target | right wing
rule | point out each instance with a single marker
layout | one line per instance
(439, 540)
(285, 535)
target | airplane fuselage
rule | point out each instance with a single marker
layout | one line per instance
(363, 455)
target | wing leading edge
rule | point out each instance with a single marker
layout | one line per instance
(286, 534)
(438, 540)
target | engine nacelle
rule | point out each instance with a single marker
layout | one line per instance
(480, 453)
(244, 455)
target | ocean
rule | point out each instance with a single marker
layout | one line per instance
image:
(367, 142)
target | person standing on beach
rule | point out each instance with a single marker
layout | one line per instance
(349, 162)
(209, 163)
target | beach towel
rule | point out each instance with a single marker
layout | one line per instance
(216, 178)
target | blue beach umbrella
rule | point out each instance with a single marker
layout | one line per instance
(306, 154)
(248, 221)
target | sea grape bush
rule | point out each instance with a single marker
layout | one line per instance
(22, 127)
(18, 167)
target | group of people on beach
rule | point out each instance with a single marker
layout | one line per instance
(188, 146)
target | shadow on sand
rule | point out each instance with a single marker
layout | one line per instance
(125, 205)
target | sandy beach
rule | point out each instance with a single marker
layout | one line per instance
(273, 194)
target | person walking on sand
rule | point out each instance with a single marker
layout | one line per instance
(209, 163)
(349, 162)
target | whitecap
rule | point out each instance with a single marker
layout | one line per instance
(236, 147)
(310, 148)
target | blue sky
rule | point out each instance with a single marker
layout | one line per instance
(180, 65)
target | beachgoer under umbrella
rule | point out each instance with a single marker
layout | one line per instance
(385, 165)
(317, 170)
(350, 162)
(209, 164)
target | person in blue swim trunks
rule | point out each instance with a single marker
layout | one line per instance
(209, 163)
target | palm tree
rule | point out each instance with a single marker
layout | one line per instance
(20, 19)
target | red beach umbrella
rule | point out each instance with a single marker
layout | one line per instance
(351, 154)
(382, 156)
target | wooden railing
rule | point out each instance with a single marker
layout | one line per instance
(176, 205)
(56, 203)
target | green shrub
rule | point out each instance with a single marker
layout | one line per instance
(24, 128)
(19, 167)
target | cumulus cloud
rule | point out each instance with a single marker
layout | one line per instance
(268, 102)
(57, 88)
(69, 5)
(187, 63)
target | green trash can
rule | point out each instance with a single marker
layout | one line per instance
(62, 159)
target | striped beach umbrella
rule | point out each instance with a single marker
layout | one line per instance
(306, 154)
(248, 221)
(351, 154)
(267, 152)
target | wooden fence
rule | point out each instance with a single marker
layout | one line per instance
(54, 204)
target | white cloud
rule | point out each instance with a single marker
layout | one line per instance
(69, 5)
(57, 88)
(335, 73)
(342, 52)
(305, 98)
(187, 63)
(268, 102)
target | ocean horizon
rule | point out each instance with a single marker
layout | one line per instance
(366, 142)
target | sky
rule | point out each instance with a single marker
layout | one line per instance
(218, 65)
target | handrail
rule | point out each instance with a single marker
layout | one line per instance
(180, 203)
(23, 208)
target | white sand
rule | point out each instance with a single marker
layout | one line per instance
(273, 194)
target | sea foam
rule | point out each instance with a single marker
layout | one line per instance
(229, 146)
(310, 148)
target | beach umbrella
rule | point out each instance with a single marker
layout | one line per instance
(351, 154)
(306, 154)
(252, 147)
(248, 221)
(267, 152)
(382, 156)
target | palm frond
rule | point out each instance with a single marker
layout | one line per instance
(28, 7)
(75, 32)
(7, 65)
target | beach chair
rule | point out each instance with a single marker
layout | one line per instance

···

**EXERCISE DESCRIPTION**: Using the exact wording, write out all of the records.

**WORKED SOLUTION**:
target | right wing
rule | point out each instance with a single marker
layout | one line per instance
(439, 540)
(285, 535)
target | airplane fuselage
rule | point out each instance with a single marker
layout | one line per instance
(363, 455)
target | wing leading edge
rule | point out each instance with a single marker
layout | one line per instance
(286, 534)
(438, 540)
target | engine nacelle
rule | point out each instance with a single marker
layout | one line per instance
(480, 453)
(244, 455)
target | ocean
rule | point out each instance with a single marker
layout | one line per instance
image:
(367, 142)
target | person standing on beach
rule | point out each instance with a single marker
layout | one line per instance
(349, 162)
(209, 163)
target | beach towel
rule | point out each instance with a single marker
layout | one line per instance
(216, 178)
target | blue beach umbrella
rule | point out each instance with a single marker
layout | one line per instance
(306, 154)
(248, 221)
target | sea grape bush
rule | point out each instance with a single marker
layout | one line per instance
(22, 127)
(18, 167)
target | group of people on beach
rule | point out each instance with a single marker
layout | one line per instance
(188, 146)
target | shadow on sand
rule | point out each instance with a single marker
layout | one line per instance
(125, 205)
target | sandy beach
rule | point out each instance with a single marker
layout | one line per instance
(273, 194)
target | person walking on sand
rule | point out each instance with a single marker
layout | one line per instance
(209, 163)
(349, 162)
target | whitecap
rule | point out each instance with a single marker
layout | one line per instance
(236, 147)
(310, 148)
target | blue sky
rule | point out each instance with a single marker
layout | one line per instance
(180, 65)
target | beachgoer under umbrella
rule | point out each instance with a single marker
layout | one line per instance
(385, 165)
(317, 170)
(350, 162)
(209, 164)
target | person in blue swim trunks
rule | point out each instance with a single marker
layout | one line per instance
(209, 163)
target | palm tree
rule | point out each instance with a single marker
layout | one line per instance
(20, 19)
target | red beach umbrella
rule | point out each instance with a single marker
layout | one line per instance
(351, 154)
(382, 156)
target | wooden railing
rule | point out each instance with a single marker
layout | one line per instance
(176, 205)
(56, 203)
target | green shrub
rule | point out each instance with a single marker
layout | one line per instance
(24, 128)
(19, 167)
target | cumulus cloud
rule | point out each instance with a single marker
layout | one line per instance
(268, 102)
(57, 88)
(69, 5)
(187, 63)
target | green trash can
rule | point out each instance with a single marker
layout | one line per instance
(62, 159)
target | striped beach umbrella
rule | point out each instance with a single marker
layout | one line per instance
(306, 154)
(248, 221)
(351, 154)
(267, 152)
target | wooden fence
rule | point out each instance with a single marker
layout | one line per instance
(54, 204)
target | white cloud
rule | point out each instance with a single marker
layout | one line per instance
(69, 5)
(57, 88)
(335, 73)
(342, 52)
(305, 98)
(187, 63)
(268, 102)
target | ocean horizon
rule | point out each instance with a single marker
layout | one line per instance
(366, 142)
target | sky
rule | point out each instance with a single marker
layout | one line per instance
(218, 65)
target | handrail
rule | point out each instance with a single marker
layout | one line per instance
(180, 203)
(23, 208)
target | white sand
rule | point out each instance with a single marker
layout | one line per instance
(273, 194)
target | sea foam
rule | point out each instance with a single marker
layout | one line per instance
(229, 146)
(310, 148)
target | beach umbrella
rule | point out each instance with a single marker
layout | one line per instance
(351, 154)
(306, 154)
(252, 147)
(248, 221)
(267, 152)
(382, 156)
target | palm frond
rule | point out each instance with a single marker
layout | one line per instance
(28, 7)
(75, 32)
(7, 65)
target | beach chair
rule | point out each instance with a single marker
layout | one line per instance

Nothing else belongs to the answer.